TEXTO FORNECIDO:
···
Um acordo firmado nesta quinta-feira (26) após uma audiência de mediação realizada pelo Supremo Tribunal Federal [STF] prevê o desembolso de R$ 146 milhões para que ruralistas desocupem a Terra Indígena Nhanderu Marangatu, localizada no município de Antônio João, em Mato Grosso do Sul, na divisa com o Paraguai.
Os termos do acordo foram definidos em audiência convocada pelo ministro Gilmar Mendes com representantes dos fazendeiros, lideranças indígenas e agentes governamentais. O ministro é o relator das ações no Supremo que contestam a legalidade da tese do marco temporal – segundo a qual só podem ser demarcados os territórios ocupados na data da promulgação da Constituição de 1988.
Para selar o pacto na tentativa de pôr fim à violência que já causou a morte de 7 indígenas desde 2022, quando a Fundação Nacional do Índio [Funai] declarou como de posse dos povos originários a TI Nhanderu Marangatu, a União aceitou pagar de imediato algo em torno de R$ 30 milhões aos ruralistas.
A exigência se dá em razão das melhorias, de acordo com levantamento da Funai, feitas pelos fazendeiros no período em que ocuparam ilegalmente a área. A partir daí, os invasores terão 15 dias para deixar o local. Os cofres federais ainda vão desembolsar mais R$ 101 milhões pela terra nua. O governo estadual arcará com outros R$ 16 milhões. “As partes se comprometem a suspender imediatamente os atos de hostilidade”, diz trecho do acordo firmado no Supremo.
O texto também determina o fim de todos os processos judiciais, sem resolução de mérito, em torno do litígio. “Com a celebração do acordo, serão extintos sem resolução do mérito todos os processos em tramitação nas instâncias do Poder Judiciário que discutam posse e domínio das áreas abrangidas pela terra indígena […]”, continua o texto.
Entidades representativas dos povos originários têm pressionado o ministro para que ele declare inconstitucional a lei da tese do marco temporal. No entanto, Gilmar anunciou em agosto a criação de uma câmara de conciliação composta por organizações indígenas, ruralistas e esferas governamentais para debater o tema. A iniciativa é criticada por indígenas, juristas e diversos agentes da sociedade civil.
···
INFORMAÇÕES EXIBIDAS:

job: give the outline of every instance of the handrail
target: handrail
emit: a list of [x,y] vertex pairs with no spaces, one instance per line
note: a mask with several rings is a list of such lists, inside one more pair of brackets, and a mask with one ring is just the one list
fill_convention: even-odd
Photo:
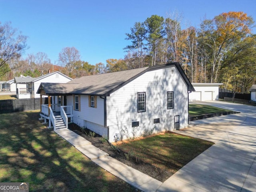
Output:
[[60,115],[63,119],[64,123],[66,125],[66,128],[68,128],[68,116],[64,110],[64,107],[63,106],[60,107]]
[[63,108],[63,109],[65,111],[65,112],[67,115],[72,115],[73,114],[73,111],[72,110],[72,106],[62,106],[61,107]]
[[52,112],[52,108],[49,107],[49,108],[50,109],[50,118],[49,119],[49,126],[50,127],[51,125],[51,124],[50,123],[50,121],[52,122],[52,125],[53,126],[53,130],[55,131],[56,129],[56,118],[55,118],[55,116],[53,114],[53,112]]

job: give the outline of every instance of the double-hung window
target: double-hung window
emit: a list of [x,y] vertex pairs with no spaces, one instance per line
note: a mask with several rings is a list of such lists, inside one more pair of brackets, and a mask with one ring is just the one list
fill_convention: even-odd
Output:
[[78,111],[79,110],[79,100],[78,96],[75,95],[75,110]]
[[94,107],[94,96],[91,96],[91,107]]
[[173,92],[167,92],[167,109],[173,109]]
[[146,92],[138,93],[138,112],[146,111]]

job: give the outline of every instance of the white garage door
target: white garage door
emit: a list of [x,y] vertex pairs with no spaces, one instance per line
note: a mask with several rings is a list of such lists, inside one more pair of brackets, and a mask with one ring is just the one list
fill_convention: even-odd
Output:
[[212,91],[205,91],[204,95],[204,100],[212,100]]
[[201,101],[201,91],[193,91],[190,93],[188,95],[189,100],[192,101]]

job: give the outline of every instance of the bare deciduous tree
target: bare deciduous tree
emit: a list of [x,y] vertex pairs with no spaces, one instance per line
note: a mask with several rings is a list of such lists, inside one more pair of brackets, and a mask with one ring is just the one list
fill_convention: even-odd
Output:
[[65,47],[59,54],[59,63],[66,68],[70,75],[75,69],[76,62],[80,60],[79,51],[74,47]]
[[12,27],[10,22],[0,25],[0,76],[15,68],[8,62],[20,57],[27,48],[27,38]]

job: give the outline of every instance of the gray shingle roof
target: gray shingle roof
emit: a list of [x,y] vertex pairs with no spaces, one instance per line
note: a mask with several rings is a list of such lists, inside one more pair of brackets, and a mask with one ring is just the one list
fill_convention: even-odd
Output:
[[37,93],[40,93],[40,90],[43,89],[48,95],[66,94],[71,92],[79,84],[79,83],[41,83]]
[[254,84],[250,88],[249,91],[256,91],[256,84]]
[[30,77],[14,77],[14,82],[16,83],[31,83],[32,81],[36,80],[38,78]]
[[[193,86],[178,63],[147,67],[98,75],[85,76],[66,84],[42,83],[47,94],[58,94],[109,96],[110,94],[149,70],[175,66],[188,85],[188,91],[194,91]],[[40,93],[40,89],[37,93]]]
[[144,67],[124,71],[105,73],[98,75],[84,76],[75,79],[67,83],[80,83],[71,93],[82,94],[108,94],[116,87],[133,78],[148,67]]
···
A FAZER:
1. Responda com base na notícia sobre o acordo da Terra Indígena Nhanderu Marangatu:
(a) Em que município fica a Terra Indígena Nhanderu Marangatu?
(b) Quantos indígenas morreram desde 2022?
(c) Em que mês Gilmar Mendes anunciou a criação da câmara de conciliação?
2. Prossiga com a notícia sobre o acordo da Terra Indígena Nhanderu Marangatu a partir do ponto em que ela termina.

RESPOSTAS POR TAREFA:
1.
(a) Em Antônio João, em Mato Grosso do Sul.
(b) Sete indígenas.
(c) Em agosto.

2.
Na terça-feira [24], a Articulação dos Povos Indígenas do Brasil (APIB) que participa da Semana do Clima Nova Iorque, realizou protestos contra o marco e por ações contra a crise climática. A APIB projetou imagens em um edifício, exibindo mensagens em inglês e português que cobram a demarcação de terras indígenas e pedem a Gilmar Mendes que suspenda a lei aprovada pelo Congresso.
“[…Projetamos mensagens contra a ‘Lei do Genocídio Indígena’, que estabelece o marco temporal para a demarcação de terras indígenas. A Articulação dos Povos Indígenas do Brasil (APIB) mobilizou-se em defesa dos direitos já garantidos pela Constituição de 1988”, publicou a entidade em suas redes. “A lei, aprovada, vai na contramão da decisão do STF e ignora a desigualdade na representação dos povos indígenas. A APIB se retirou da ‘Câmara de Conciliação’, afirmando que os direitos indígenas não devem ser negociados”, continuou a organização.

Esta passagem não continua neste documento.